Task to complete >> Update the data from its start through the line holding "x=318, y=161", inclusive, so that "put a pin on" becomes "mark" and nothing else changes. Return only those lines.

Extracted records >>
╔══
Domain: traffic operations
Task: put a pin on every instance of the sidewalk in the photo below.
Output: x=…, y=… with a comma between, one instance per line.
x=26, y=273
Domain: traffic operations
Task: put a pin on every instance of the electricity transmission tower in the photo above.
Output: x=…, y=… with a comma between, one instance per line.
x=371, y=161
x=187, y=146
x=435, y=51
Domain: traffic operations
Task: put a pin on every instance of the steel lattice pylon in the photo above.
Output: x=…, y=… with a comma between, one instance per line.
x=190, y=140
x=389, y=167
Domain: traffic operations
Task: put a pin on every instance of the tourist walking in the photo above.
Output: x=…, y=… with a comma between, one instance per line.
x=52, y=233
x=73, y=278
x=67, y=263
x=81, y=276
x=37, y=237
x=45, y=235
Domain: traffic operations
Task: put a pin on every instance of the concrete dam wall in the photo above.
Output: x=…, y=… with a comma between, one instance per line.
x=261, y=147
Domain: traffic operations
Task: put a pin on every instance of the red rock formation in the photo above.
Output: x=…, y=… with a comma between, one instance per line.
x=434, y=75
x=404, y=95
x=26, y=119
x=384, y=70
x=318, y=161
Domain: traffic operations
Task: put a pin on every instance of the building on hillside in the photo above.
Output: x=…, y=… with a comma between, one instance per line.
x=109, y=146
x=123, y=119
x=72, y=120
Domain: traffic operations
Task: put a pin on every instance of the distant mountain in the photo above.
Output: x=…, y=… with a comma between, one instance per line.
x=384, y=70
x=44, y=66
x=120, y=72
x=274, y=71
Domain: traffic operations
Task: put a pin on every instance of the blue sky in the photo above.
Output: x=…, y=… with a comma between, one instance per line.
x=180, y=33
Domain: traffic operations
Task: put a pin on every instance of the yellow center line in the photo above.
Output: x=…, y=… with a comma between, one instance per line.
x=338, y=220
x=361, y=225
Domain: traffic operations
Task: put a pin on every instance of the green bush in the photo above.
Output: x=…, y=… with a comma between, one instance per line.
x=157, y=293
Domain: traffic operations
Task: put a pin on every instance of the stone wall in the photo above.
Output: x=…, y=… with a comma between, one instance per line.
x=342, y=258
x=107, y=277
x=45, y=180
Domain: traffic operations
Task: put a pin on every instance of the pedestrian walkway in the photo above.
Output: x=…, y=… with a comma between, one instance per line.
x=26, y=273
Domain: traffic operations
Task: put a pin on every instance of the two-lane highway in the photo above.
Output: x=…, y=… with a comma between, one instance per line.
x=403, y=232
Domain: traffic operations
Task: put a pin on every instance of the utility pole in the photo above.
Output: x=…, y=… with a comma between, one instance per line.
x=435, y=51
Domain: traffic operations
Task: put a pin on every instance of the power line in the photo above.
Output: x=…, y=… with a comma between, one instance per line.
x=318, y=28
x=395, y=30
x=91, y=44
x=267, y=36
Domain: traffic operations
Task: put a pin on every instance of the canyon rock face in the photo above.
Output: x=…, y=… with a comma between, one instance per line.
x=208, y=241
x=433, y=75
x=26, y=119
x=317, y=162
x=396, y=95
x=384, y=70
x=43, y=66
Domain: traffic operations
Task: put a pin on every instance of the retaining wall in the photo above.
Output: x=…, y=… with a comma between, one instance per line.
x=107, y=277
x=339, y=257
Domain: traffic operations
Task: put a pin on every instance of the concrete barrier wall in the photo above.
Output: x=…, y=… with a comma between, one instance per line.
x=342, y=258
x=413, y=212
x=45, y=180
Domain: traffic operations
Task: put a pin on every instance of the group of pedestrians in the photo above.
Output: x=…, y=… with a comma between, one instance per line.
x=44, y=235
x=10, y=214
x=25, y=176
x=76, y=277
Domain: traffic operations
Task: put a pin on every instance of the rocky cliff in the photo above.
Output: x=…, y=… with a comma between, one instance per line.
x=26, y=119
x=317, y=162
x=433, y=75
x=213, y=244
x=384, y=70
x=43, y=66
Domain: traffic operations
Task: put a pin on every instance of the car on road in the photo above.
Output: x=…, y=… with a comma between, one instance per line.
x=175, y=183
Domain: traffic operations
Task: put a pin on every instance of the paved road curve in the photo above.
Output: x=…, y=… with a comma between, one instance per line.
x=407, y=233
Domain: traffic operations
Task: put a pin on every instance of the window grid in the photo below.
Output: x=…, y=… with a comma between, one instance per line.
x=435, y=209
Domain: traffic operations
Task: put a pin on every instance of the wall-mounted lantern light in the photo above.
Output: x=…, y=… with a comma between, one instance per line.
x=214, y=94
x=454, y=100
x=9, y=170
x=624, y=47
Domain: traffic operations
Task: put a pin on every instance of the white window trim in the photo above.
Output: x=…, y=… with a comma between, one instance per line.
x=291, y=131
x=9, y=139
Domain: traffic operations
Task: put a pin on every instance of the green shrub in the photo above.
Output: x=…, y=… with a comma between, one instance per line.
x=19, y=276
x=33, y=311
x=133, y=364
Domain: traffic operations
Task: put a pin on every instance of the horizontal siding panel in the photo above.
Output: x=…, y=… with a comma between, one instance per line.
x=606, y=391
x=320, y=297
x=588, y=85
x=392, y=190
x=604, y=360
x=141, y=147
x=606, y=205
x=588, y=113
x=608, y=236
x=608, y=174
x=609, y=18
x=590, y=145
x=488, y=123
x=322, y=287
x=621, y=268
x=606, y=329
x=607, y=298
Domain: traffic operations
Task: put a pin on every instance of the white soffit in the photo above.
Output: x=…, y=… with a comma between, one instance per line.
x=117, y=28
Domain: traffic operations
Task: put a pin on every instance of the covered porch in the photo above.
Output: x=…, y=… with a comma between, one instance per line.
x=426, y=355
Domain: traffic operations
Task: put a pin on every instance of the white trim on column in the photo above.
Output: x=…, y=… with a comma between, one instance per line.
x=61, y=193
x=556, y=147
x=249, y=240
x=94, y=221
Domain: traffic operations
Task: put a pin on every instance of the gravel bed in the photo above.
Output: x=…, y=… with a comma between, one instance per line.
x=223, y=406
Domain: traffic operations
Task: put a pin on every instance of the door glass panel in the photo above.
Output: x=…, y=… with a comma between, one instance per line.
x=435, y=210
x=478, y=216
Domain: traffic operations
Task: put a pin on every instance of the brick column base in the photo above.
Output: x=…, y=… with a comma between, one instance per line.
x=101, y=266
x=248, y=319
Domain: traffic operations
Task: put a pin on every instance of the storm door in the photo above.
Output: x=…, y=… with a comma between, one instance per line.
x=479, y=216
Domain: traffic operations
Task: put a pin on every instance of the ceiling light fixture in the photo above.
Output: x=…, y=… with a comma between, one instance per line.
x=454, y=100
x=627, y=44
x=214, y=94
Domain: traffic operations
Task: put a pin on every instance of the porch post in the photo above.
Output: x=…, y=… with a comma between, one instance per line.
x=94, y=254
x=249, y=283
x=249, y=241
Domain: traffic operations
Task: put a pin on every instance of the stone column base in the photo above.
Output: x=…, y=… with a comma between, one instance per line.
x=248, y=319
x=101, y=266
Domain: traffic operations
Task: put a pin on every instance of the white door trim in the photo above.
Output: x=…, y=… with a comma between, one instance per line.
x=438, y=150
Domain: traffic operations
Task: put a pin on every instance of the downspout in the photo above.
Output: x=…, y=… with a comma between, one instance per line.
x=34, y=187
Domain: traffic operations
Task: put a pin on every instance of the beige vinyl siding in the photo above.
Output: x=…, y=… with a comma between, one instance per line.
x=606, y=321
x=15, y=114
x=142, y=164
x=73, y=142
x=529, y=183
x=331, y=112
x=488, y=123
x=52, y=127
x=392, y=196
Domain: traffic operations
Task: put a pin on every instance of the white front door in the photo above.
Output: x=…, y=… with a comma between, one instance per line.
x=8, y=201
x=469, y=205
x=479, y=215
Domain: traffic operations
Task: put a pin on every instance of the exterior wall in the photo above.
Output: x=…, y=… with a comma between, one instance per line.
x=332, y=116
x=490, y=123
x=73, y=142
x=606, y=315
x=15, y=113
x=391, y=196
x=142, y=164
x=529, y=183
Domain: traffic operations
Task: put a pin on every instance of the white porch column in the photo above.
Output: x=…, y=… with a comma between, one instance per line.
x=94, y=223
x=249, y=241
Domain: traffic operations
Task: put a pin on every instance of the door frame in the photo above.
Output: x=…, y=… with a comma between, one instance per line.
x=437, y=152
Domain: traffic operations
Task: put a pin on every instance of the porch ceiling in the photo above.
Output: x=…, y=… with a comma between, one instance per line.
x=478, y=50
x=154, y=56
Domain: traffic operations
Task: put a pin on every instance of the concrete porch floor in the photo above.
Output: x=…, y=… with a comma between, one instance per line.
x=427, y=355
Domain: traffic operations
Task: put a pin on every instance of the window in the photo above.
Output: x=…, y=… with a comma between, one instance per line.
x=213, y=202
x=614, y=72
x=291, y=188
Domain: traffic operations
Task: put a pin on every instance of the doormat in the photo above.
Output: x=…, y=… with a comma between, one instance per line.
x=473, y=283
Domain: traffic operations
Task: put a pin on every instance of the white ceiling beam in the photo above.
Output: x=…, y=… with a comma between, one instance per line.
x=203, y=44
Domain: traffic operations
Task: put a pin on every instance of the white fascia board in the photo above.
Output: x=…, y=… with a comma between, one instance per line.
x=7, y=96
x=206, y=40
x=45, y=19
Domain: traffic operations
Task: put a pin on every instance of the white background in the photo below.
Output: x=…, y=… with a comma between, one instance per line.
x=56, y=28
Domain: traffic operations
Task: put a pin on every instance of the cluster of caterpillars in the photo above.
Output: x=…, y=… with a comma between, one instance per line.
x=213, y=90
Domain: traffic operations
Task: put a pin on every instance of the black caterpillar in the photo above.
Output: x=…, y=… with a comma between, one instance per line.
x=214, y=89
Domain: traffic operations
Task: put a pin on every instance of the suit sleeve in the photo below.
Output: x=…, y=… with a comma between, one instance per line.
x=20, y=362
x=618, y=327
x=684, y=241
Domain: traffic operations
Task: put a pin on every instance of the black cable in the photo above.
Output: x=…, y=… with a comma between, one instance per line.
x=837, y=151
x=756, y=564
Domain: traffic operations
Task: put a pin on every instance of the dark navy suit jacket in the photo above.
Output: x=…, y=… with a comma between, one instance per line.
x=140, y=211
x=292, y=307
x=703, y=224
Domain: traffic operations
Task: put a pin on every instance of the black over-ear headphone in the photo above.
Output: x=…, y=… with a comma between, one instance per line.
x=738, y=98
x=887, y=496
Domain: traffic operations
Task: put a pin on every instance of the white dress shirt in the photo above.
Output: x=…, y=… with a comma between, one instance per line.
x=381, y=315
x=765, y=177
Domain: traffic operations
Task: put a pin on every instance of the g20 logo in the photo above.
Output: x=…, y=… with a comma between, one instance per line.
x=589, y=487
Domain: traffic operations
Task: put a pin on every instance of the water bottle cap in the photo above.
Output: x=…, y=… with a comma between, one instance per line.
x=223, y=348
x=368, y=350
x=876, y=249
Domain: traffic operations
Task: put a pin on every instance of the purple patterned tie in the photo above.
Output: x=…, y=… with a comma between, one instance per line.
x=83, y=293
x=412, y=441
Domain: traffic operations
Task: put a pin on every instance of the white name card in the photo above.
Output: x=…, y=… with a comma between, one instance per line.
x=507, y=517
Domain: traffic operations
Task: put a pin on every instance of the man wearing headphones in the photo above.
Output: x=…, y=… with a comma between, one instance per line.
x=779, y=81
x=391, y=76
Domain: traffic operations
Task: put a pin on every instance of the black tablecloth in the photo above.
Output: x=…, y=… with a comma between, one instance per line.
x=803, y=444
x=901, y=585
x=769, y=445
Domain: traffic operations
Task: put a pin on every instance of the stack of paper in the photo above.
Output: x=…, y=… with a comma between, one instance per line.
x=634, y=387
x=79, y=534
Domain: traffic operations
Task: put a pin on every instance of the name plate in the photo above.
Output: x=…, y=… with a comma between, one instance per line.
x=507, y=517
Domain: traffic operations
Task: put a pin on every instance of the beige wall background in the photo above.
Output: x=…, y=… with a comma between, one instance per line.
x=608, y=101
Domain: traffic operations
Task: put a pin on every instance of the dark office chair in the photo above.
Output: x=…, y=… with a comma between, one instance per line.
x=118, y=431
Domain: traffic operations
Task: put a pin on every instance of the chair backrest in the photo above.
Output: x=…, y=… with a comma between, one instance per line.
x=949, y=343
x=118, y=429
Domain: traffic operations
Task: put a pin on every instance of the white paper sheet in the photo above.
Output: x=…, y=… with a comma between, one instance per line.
╚══
Result >>
Domain: traffic operations
Task: mark every instance of the sidewalk in the photo below.
Output: x=…, y=… with a comma between, one instance per line.
x=26, y=273
Domain: traffic operations
Task: mark every instance of the electricity transmission tower in the photo above.
Output: x=…, y=… with a comma between, one instance per line.
x=371, y=161
x=187, y=146
x=435, y=51
Domain: traffic operations
Task: mark every instance of the steel lattice pylon in the photo above.
Output: x=…, y=… with a comma between, one instance per line.
x=190, y=140
x=389, y=167
Domain: traffic operations
Task: mark every instance of the tourist walking in the photo above.
Output: x=…, y=… with a comma between, one instance per line.
x=52, y=233
x=73, y=278
x=67, y=263
x=81, y=276
x=37, y=237
x=45, y=235
Domain: traffic operations
Task: mark every instance of the concrete dam wall in the photo above.
Output: x=…, y=… with a comma between, one instance per line.
x=261, y=147
Domain: traffic operations
Task: mark every instance of the red rock formation in the photo above.
Output: x=…, y=… with a comma between, one instance per line.
x=434, y=75
x=404, y=95
x=26, y=119
x=384, y=70
x=318, y=161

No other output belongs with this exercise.